START Data provided

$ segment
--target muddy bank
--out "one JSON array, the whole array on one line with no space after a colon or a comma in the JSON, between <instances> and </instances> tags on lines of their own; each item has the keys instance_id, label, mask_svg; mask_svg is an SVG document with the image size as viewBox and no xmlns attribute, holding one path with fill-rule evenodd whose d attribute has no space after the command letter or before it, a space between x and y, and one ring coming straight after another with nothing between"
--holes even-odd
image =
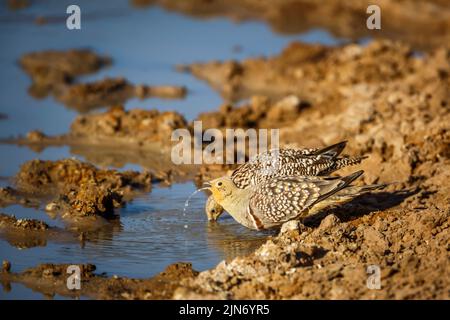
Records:
<instances>
[{"instance_id":1,"label":"muddy bank","mask_svg":"<svg viewBox=\"0 0 450 320\"><path fill-rule=\"evenodd\" d=\"M27 192L23 192L12 187L0 188L0 207L7 207L12 204L20 204L25 207L39 207L39 200Z\"/></svg>"},{"instance_id":2,"label":"muddy bank","mask_svg":"<svg viewBox=\"0 0 450 320\"><path fill-rule=\"evenodd\" d=\"M45 247L48 242L73 243L81 241L78 234L51 227L36 219L17 219L0 213L0 238L18 249Z\"/></svg>"},{"instance_id":3,"label":"muddy bank","mask_svg":"<svg viewBox=\"0 0 450 320\"><path fill-rule=\"evenodd\" d=\"M201 113L196 120L202 121L204 130L210 128L279 128L291 124L309 102L297 96L286 96L271 101L267 96L252 96L240 106L223 104L218 111Z\"/></svg>"},{"instance_id":4,"label":"muddy bank","mask_svg":"<svg viewBox=\"0 0 450 320\"><path fill-rule=\"evenodd\" d=\"M8 265L6 262L4 265ZM65 297L89 297L92 299L170 299L179 281L195 277L198 272L189 263L169 265L163 272L148 279L129 279L113 276L110 278L94 273L92 264L79 265L81 271L81 289L67 289L67 264L42 264L21 273L14 273L14 265L0 273L4 289L11 282L41 292L51 298L55 294ZM8 271L9 270L9 271Z\"/></svg>"},{"instance_id":5,"label":"muddy bank","mask_svg":"<svg viewBox=\"0 0 450 320\"><path fill-rule=\"evenodd\" d=\"M410 47L388 41L374 41L367 47L293 42L269 58L212 61L179 68L206 81L232 101L252 95L278 99L295 95L310 103L332 104L343 94L342 86L400 80L414 72L420 61Z\"/></svg>"},{"instance_id":6,"label":"muddy bank","mask_svg":"<svg viewBox=\"0 0 450 320\"><path fill-rule=\"evenodd\" d=\"M293 44L277 57L246 60L239 68L236 92L245 87L285 94L289 83L295 89L295 73L304 79L297 83L308 86L296 90L310 107L281 127L282 144L348 139L346 152L369 156L360 165L364 182L393 184L306 226L284 226L255 253L186 281L174 298L448 299L449 49L418 57L406 45L385 41L336 49ZM213 69L210 75L221 75ZM266 74L272 79L266 84L251 80ZM380 267L380 290L366 285L369 265Z\"/></svg>"},{"instance_id":7,"label":"muddy bank","mask_svg":"<svg viewBox=\"0 0 450 320\"><path fill-rule=\"evenodd\" d=\"M167 149L172 131L188 128L184 117L174 111L156 109L125 110L123 106L111 107L102 113L80 115L70 126L69 133L47 136L41 131L31 131L26 137L3 140L4 142L35 146L48 145L95 145L123 146L126 149L161 147ZM127 147L128 146L128 147Z\"/></svg>"},{"instance_id":8,"label":"muddy bank","mask_svg":"<svg viewBox=\"0 0 450 320\"><path fill-rule=\"evenodd\" d=\"M41 51L25 54L20 66L31 77L29 93L35 98L52 94L56 100L79 112L123 104L131 98L181 99L180 86L134 85L124 78L79 83L77 77L94 73L112 63L111 58L89 50Z\"/></svg>"},{"instance_id":9,"label":"muddy bank","mask_svg":"<svg viewBox=\"0 0 450 320\"><path fill-rule=\"evenodd\" d=\"M31 77L29 93L43 98L78 76L94 73L112 63L111 58L90 50L40 51L23 55L19 64Z\"/></svg>"},{"instance_id":10,"label":"muddy bank","mask_svg":"<svg viewBox=\"0 0 450 320\"><path fill-rule=\"evenodd\" d=\"M450 42L450 6L433 1L317 1L311 0L136 0L136 7L158 5L197 18L227 17L233 21L260 20L283 34L326 29L340 38L364 37L402 40L415 48L428 49ZM366 13L370 5L381 9L381 30L369 30ZM406 27L405 27L406 26ZM245 46L245 44L242 44Z\"/></svg>"},{"instance_id":11,"label":"muddy bank","mask_svg":"<svg viewBox=\"0 0 450 320\"><path fill-rule=\"evenodd\" d=\"M171 135L173 130L181 128L189 129L189 124L177 112L125 110L116 106L103 113L79 115L67 134L47 136L35 130L25 137L2 142L25 145L35 152L49 146L67 145L71 153L97 165L139 164L164 184L170 184L192 176L191 166L177 166L171 161Z\"/></svg>"},{"instance_id":12,"label":"muddy bank","mask_svg":"<svg viewBox=\"0 0 450 320\"><path fill-rule=\"evenodd\" d=\"M124 104L132 98L181 99L186 96L186 88L134 85L123 78L106 78L96 82L59 87L54 95L64 105L87 112L100 107Z\"/></svg>"},{"instance_id":13,"label":"muddy bank","mask_svg":"<svg viewBox=\"0 0 450 320\"><path fill-rule=\"evenodd\" d=\"M0 203L44 206L50 215L61 216L69 229L87 231L117 219L115 208L149 192L161 178L150 172L98 169L76 159L32 160L15 176L17 190L2 189Z\"/></svg>"},{"instance_id":14,"label":"muddy bank","mask_svg":"<svg viewBox=\"0 0 450 320\"><path fill-rule=\"evenodd\" d=\"M318 228L291 222L254 254L184 281L174 298L449 298L448 211L402 208L344 221L329 215ZM380 290L366 285L369 265L380 267Z\"/></svg>"}]
</instances>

END Data provided

Restate the whole listing word for word. Omit the pictures.

$ segment
--target muddy bank
--out "one JSON array, the whole array on one line with no space after a colon or a comma in the JSON, between <instances> and </instances> tags on lines of their own; each item has the keys instance_id, label, mask_svg; mask_svg is an SVG document with the image size as viewBox and no xmlns attribute, holding one path with fill-rule evenodd whose d attribute has no space after the command letter or before it, a space between x and y, and one ring coming straight after another with nothing between"
--holes even-odd
image =
Records:
<instances>
[{"instance_id":1,"label":"muddy bank","mask_svg":"<svg viewBox=\"0 0 450 320\"><path fill-rule=\"evenodd\" d=\"M27 192L23 192L12 187L0 188L0 207L7 207L12 204L20 204L25 207L39 207L39 200Z\"/></svg>"},{"instance_id":2,"label":"muddy bank","mask_svg":"<svg viewBox=\"0 0 450 320\"><path fill-rule=\"evenodd\" d=\"M45 247L48 242L73 243L81 241L78 234L51 227L36 219L17 219L0 213L0 238L18 249Z\"/></svg>"},{"instance_id":3,"label":"muddy bank","mask_svg":"<svg viewBox=\"0 0 450 320\"><path fill-rule=\"evenodd\" d=\"M201 113L196 120L202 121L204 130L210 128L279 128L291 124L309 102L297 96L286 96L271 101L267 96L252 96L240 106L223 104L218 111Z\"/></svg>"},{"instance_id":4,"label":"muddy bank","mask_svg":"<svg viewBox=\"0 0 450 320\"><path fill-rule=\"evenodd\" d=\"M8 265L6 262L4 265ZM65 297L89 297L92 299L170 299L179 281L195 277L198 272L189 263L169 265L163 272L148 279L129 279L113 276L110 278L94 273L92 264L79 265L81 271L81 289L67 289L67 264L42 264L21 273L14 273L14 265L0 273L4 289L11 282L41 292L51 298L55 294ZM8 271L9 270L9 271Z\"/></svg>"},{"instance_id":5,"label":"muddy bank","mask_svg":"<svg viewBox=\"0 0 450 320\"><path fill-rule=\"evenodd\" d=\"M410 47L388 41L374 41L367 47L293 42L269 58L212 61L179 68L206 81L232 101L252 95L278 99L295 95L310 103L332 104L343 94L342 86L400 80L414 72L420 61Z\"/></svg>"},{"instance_id":6,"label":"muddy bank","mask_svg":"<svg viewBox=\"0 0 450 320\"><path fill-rule=\"evenodd\" d=\"M293 44L277 57L246 60L239 68L236 92L245 87L285 94L289 83L295 89L295 73L304 79L297 83L308 86L296 90L310 107L281 127L282 144L348 139L346 152L369 156L360 165L364 182L393 184L306 226L284 226L255 253L186 281L174 298L448 299L449 49L418 57L406 45L385 41L336 49ZM213 69L210 75L221 75ZM266 74L272 79L266 84L251 80ZM380 267L380 290L366 285L369 265Z\"/></svg>"},{"instance_id":7,"label":"muddy bank","mask_svg":"<svg viewBox=\"0 0 450 320\"><path fill-rule=\"evenodd\" d=\"M167 149L172 131L188 128L184 117L174 111L156 109L125 110L123 106L111 107L102 113L80 115L70 126L69 133L47 136L41 131L31 131L26 137L3 140L4 142L35 146L48 145L95 145L123 146L126 149L161 147ZM127 147L128 146L128 147Z\"/></svg>"},{"instance_id":8,"label":"muddy bank","mask_svg":"<svg viewBox=\"0 0 450 320\"><path fill-rule=\"evenodd\" d=\"M41 51L25 54L20 66L31 77L29 93L35 98L52 94L56 100L79 112L123 104L131 98L181 99L180 86L134 85L124 78L79 83L77 77L94 73L112 63L111 58L89 50Z\"/></svg>"},{"instance_id":9,"label":"muddy bank","mask_svg":"<svg viewBox=\"0 0 450 320\"><path fill-rule=\"evenodd\" d=\"M31 77L29 93L43 98L78 76L94 73L112 63L111 58L90 50L40 51L23 55L19 64Z\"/></svg>"},{"instance_id":10,"label":"muddy bank","mask_svg":"<svg viewBox=\"0 0 450 320\"><path fill-rule=\"evenodd\" d=\"M450 42L450 6L433 1L317 1L311 0L136 0L136 7L158 5L197 18L227 17L233 21L260 20L283 34L326 29L340 38L364 37L402 40L415 48L428 49ZM366 13L370 5L381 9L381 30L369 30ZM406 27L405 27L406 26ZM245 46L245 44L242 44Z\"/></svg>"},{"instance_id":11,"label":"muddy bank","mask_svg":"<svg viewBox=\"0 0 450 320\"><path fill-rule=\"evenodd\" d=\"M171 135L173 130L181 128L189 129L189 124L177 112L125 110L116 106L103 113L79 115L67 134L47 136L35 130L25 137L2 142L25 145L35 152L49 146L67 145L71 153L97 165L139 164L164 184L170 184L192 176L191 166L177 166L171 161Z\"/></svg>"},{"instance_id":12,"label":"muddy bank","mask_svg":"<svg viewBox=\"0 0 450 320\"><path fill-rule=\"evenodd\" d=\"M124 104L132 98L181 99L186 96L186 88L134 85L123 78L106 78L96 82L59 87L54 95L64 105L87 112L100 107Z\"/></svg>"},{"instance_id":13,"label":"muddy bank","mask_svg":"<svg viewBox=\"0 0 450 320\"><path fill-rule=\"evenodd\" d=\"M0 203L44 206L50 215L61 216L69 229L87 231L117 219L115 208L149 192L161 178L150 172L98 169L76 159L32 160L15 176L17 190L2 189Z\"/></svg>"},{"instance_id":14,"label":"muddy bank","mask_svg":"<svg viewBox=\"0 0 450 320\"><path fill-rule=\"evenodd\" d=\"M318 228L291 222L254 254L184 281L174 298L449 298L448 211L402 208L344 221L329 215ZM380 290L366 285L369 265L380 267Z\"/></svg>"}]
</instances>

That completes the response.